**PASSAGE TO READ**
If you’re building a newsletter in 2026 and you’ve done any research at all, you’ve landed on the same two names: Beehiiv and Substack. They dominate the conversation — and for good reason. Both are genuinely excellent platforms that have helped thousands of creators build sustainable newsletter businesses.
But they are not the same product. They’re built on different philosophies, optimized for different creator types, and the choice between them will shape how your newsletter grows and monetizes for years.
This guide cuts through the noise. We’ll compare both platforms honestly across growth, monetization, customization, analytics, and pricing — and we’ll cover the one capability that neither platform provides, which is increasingly the difference between newsletters that scale as businesses and those that plateau.
Table of Contents
- The Real Question
- Beehiiv at a Glance
- Substack at a Glance
- Head-to-Head Comparison
- Which Platform Should You Choose?
- The Layer Both Platforms Are Missing
- Frequently Asked Questions
The Real Question
Most “Beehiiv vs Substack” comparisons get bogged down in feature checklists — custom domains, referral programs, analytics dashboards, monetization toggles. Those details matter, but they’re not the real question.
The real question is: what kind of newsletter business are you building?
- Are you building a media brand that lives on advertising and sponsorships?
- Are you building a community-driven publication with a loyal paid readership?
- Are you a journalist, writer, or expert looking for the simplest path to direct reader revenue?
- Are you an operator who wants full control over every design and growth lever?
Your answer to those questions should drive your platform choice — not which one has a slightly better analytics dashboard.
With that framing, here’s what each platform actually is.
Beehiiv at a Glance
Beehiiv launched in 2021, founded by former Morning Brew engineers who built it to replicate the operational infrastructure that helped Morning Brew scale to millions of subscribers. That origin story matters: Beehiiv is fundamentally a growth and monetization machine.
What Beehiiv Does Well
Growth infrastructure is first-class. Beehiiv’s referral program, recommendation network, subscriber acquisition tools, and Magic Links are genuinely powerful. If subscriber count growth is your primary KPI, Beehiiv gives you more levers to pull than any other platform.
Analytics are deep. You can segment by acquisition source, track individual subscriber behavior, analyze cohort retention, and understand exactly which content drives engagement. For operators who make data-driven decisions, this is significant.

**SET PROBLEM 1**
Write out the passage of the newsletter platform guide starting at "- The Layer" and ending at "are you building?", word for word.
**SET PROBLEM 2**
According to the newsletter platform guide, who founded Beehiiv?
The listing that follows is separate material, unrelated to the newsletter platform guide.

**SUPPLIED ENTRIES**
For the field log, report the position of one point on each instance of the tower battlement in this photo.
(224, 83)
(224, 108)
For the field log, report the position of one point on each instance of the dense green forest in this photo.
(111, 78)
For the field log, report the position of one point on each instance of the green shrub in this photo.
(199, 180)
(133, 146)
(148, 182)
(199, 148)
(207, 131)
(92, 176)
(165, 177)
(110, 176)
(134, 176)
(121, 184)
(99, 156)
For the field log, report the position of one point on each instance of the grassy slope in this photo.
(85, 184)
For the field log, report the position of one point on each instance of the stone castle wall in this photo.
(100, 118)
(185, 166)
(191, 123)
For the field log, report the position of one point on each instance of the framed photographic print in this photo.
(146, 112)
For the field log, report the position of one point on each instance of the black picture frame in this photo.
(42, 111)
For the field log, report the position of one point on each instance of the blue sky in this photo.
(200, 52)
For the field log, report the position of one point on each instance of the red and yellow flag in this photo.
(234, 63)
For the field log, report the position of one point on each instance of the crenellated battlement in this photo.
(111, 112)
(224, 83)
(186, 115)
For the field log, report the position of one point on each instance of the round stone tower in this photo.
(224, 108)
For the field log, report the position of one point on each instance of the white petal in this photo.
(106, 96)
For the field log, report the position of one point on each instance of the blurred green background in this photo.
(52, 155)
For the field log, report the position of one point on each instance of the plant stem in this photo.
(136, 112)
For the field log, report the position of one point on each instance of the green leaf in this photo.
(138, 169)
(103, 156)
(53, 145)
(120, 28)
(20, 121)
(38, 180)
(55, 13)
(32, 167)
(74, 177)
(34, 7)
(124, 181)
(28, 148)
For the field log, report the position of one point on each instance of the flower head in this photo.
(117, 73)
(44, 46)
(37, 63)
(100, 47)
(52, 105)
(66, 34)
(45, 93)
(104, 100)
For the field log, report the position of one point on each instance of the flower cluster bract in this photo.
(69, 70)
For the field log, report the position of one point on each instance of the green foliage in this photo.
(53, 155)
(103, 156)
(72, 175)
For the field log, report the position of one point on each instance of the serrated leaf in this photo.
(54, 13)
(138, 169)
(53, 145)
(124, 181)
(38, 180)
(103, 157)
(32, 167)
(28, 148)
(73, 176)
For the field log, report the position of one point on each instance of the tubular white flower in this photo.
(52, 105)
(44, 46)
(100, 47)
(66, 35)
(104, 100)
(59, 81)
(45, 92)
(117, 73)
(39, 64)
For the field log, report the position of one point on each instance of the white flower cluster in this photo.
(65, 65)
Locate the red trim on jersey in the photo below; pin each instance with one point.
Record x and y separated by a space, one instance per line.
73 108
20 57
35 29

**FULL RESPONSE 1**
- The Layer Both Platforms Are Missing
- Frequently Asked Questions
The Real Question
Most “Beehiiv vs Substack” comparisons get bogged down in feature checklists — custom domains, referral programs, analytics dashboards, monetization toggles. Those details matter, but they’re not the real question.
The real question is: what kind of newsletter business are you building?

**FULL RESPONSE 2**
Former Morning Brew engineers founded Beehiiv.